» Exercise tasks:
A - Under the Summary heading of the XNAT upload tool page, list every bullet point, one per line.
B - Reproduce the XNAT upload tool page word for word between "#Xnat upload tool" and "setting 'raw' mode.", inclusive.

╭─ Text

Tool for assisting in uploading data directly to xnat imaging research platform (xnat.org)


Keywords
xnat
License
BSD-1-Clause
Install
pip install XnatUploadTool==1.1.6

Documentation

#Xnat upload tool Takes a single directory and uploads to xnat imaging informatics software platform.

##Summary

  • Designed to upload a single session to a single subject within a project
  • Can be used as a python module, or as a stand alone script
  • Via the jobs argument, can be parallelized for maximum performance
  • Handles login session rotation based on the 'sessiontimeout' setting, which should match your xnat server settings
  • Recompresses data into zip file format to use high performance zip upload importer, can by bypassed by setting 'raw' mode.
  • Performs validation on request, comparing dcm data and scan file counts in sessions to remote server post upload.

╰─
╭─ Data

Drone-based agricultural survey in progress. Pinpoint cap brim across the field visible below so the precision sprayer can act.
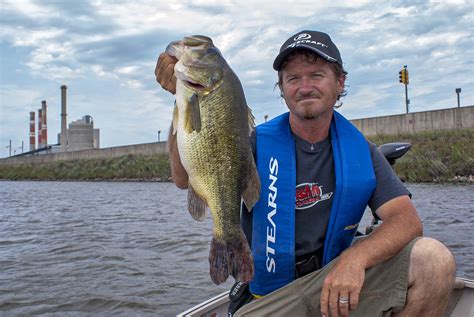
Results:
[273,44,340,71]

╰─
╭─ Data

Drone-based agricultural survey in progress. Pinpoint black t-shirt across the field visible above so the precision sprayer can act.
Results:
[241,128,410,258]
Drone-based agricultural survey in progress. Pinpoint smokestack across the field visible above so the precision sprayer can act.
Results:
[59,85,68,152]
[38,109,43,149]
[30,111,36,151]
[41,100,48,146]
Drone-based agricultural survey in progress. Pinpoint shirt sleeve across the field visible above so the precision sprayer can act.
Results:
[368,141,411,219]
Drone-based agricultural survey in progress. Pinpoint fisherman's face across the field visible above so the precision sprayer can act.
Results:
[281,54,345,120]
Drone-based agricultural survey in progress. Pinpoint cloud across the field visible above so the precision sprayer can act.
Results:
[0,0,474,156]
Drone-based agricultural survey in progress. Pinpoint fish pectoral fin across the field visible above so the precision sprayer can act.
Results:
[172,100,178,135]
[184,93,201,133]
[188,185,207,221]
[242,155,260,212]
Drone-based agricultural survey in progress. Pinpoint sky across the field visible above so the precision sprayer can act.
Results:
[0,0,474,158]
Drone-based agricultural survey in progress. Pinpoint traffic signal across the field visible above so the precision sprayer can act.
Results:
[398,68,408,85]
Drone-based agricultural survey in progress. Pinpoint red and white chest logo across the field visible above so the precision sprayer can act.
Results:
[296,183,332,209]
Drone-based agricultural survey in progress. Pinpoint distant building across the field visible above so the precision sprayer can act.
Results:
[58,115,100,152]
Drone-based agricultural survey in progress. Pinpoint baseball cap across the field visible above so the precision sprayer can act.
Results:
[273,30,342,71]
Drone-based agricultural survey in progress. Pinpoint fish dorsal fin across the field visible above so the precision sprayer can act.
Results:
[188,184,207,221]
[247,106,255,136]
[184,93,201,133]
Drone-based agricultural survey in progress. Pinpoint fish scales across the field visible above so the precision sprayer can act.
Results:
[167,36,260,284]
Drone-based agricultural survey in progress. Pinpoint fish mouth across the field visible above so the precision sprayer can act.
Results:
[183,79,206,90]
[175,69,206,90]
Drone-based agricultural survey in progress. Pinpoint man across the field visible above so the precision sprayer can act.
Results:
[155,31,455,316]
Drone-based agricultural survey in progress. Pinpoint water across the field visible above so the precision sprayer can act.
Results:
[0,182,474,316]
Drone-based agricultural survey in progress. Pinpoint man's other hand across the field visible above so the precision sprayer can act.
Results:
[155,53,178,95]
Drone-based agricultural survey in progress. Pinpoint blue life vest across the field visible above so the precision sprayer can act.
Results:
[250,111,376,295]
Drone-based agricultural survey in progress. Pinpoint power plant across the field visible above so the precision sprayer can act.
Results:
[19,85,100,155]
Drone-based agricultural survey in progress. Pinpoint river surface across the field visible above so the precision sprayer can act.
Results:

╰─

» List of solutions:
A -
Designed to upload a single session to a single subject within a project
Can be used as a python module, or as a stand alone script
Via the jobs argument, can be parallelized for maximum performance
Handles login session rotation based on the 'sessiontimeout' setting, which should match your xnat server settings
Recompresses data into zip file format to use high performance zip upload importer, can by bypassed by setting 'raw' mode.
Performs validation on request, comparing dcm data and scan file counts in sessions to remote server post upload.

B -
#Xnat upload tool Takes a single directory and uploads to xnat imaging informatics software platform.

##Summary

  • Designed to upload a single session to a single subject within a project
  • Can be used as a python module, or as a stand alone script
  • Via the jobs argument, can be parallelized for maximum performance
  • Handles login session rotation based on the 'sessiontimeout' setting, which should match your xnat server settings
  • Recompresses data into zip file format to use high performance zip upload importer, can by bypassed by setting 'raw' mode.